◆ What the exercise asks
Collect every line of the listing below that contains the word "yellow" and copy each such line in full.

◆ Given information
-.-.-
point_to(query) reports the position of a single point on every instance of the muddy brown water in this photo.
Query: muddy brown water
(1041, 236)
-.-.-
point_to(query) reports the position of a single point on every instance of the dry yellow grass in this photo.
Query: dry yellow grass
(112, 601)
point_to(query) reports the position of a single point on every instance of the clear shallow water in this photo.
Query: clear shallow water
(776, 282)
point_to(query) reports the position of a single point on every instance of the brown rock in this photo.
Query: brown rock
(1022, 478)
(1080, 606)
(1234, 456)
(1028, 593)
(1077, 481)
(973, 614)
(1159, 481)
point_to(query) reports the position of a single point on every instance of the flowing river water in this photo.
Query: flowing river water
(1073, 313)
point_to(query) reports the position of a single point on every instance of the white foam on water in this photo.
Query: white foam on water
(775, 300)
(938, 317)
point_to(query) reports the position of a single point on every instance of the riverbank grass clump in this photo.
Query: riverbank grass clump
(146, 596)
-.-.-
◆ Exercise output
point_to(query) reports the position of a single point on every instance of the dry yellow grass in this photo.
Query: dry yellow grass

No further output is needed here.